§ **Task input**:

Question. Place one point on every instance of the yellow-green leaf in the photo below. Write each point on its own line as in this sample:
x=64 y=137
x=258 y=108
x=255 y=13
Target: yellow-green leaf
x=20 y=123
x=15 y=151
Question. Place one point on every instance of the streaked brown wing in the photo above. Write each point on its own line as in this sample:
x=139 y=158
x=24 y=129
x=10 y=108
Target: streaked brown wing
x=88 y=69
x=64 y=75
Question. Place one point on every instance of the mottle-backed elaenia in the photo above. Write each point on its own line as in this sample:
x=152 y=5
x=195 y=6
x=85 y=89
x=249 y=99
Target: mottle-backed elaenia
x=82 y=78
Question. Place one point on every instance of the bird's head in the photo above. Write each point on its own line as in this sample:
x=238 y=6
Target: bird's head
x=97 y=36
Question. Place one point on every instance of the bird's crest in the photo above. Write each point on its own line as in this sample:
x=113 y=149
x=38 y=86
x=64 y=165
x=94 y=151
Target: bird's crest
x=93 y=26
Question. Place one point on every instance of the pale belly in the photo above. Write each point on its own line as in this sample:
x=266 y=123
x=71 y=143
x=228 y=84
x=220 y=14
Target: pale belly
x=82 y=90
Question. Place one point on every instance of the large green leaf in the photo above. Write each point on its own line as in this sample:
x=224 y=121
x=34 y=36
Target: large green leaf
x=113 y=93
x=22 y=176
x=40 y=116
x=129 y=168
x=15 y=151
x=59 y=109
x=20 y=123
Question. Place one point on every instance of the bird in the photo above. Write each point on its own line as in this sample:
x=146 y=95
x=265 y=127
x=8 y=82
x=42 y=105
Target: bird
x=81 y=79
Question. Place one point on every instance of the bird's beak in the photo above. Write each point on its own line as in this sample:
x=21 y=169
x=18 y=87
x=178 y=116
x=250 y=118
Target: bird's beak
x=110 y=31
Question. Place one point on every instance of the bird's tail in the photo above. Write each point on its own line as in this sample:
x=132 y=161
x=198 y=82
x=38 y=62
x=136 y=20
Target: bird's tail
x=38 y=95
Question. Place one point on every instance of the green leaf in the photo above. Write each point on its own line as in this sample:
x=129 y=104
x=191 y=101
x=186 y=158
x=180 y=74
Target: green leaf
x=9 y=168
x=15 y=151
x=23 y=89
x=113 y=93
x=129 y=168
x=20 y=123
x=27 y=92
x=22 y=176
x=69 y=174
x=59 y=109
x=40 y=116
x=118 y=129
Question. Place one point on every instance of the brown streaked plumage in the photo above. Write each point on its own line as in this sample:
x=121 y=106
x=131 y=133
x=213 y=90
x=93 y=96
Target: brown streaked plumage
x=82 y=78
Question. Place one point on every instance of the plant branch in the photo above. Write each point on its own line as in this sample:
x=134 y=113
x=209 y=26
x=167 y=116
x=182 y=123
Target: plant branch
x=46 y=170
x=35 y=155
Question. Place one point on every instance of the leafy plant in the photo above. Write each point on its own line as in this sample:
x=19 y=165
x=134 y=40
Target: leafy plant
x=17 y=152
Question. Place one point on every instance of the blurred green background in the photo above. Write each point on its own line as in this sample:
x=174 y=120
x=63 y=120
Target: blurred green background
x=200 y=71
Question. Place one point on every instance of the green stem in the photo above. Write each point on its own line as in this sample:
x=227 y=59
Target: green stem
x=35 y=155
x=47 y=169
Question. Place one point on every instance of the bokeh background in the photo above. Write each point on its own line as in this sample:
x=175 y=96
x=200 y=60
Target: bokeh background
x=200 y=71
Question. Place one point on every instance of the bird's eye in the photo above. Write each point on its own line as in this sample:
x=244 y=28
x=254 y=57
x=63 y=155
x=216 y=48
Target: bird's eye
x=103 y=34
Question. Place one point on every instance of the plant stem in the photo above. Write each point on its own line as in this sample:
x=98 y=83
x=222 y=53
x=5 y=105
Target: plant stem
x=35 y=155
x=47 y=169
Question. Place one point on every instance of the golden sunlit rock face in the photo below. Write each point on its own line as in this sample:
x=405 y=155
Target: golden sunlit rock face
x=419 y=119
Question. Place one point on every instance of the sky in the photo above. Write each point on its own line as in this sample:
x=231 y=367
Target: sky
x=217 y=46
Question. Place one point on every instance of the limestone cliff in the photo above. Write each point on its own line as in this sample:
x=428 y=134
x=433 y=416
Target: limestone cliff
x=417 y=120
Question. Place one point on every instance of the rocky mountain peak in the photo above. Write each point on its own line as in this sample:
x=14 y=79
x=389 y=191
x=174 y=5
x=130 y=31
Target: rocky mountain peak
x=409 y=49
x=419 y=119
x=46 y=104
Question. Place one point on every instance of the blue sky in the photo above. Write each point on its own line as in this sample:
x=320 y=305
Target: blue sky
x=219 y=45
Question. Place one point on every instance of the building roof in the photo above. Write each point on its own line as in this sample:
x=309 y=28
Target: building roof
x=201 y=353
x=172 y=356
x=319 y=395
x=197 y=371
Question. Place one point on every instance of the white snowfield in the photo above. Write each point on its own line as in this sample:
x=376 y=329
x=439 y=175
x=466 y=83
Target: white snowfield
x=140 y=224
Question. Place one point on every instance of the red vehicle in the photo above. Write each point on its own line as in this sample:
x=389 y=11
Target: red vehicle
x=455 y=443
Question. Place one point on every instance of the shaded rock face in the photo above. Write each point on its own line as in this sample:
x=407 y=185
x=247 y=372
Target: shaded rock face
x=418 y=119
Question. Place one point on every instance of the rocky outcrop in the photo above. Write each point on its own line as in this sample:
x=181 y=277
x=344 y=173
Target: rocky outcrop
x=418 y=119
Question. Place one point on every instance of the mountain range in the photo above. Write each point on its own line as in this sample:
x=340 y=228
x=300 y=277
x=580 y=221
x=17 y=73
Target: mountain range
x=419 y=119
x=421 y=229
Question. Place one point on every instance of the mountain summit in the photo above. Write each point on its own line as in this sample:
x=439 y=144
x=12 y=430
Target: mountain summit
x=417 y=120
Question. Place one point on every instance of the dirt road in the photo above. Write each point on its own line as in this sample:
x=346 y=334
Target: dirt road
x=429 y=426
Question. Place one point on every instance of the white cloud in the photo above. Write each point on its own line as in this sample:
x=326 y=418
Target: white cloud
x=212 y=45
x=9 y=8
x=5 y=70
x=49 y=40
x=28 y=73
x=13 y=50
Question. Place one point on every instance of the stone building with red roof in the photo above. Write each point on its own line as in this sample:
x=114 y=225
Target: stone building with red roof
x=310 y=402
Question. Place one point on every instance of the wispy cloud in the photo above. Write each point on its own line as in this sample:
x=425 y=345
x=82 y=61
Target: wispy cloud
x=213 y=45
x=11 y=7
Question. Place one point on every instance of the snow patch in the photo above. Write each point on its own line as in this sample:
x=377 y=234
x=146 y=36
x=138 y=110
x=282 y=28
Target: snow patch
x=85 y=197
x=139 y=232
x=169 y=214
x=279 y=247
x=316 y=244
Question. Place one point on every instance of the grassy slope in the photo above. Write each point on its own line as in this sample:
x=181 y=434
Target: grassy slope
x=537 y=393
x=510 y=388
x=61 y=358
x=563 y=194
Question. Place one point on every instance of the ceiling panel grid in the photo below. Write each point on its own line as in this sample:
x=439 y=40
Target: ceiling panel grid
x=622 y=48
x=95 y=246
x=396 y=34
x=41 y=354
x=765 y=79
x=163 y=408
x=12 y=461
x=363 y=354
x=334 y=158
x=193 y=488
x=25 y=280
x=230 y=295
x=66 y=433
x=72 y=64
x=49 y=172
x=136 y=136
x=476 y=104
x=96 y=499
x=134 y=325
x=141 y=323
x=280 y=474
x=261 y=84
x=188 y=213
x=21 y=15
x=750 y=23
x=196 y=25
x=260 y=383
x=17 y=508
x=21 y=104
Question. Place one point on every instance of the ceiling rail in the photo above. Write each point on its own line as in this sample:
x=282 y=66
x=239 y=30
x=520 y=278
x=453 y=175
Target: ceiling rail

§ **Exercise description**:
Keep only the lines of the listing that contain the word "rail", and copy them.

§ **Answer to the exercise**:
Question. Place one point on every instance of the ceiling rail in the photo above. Write each point on its own line as in this sample:
Target: ceiling rail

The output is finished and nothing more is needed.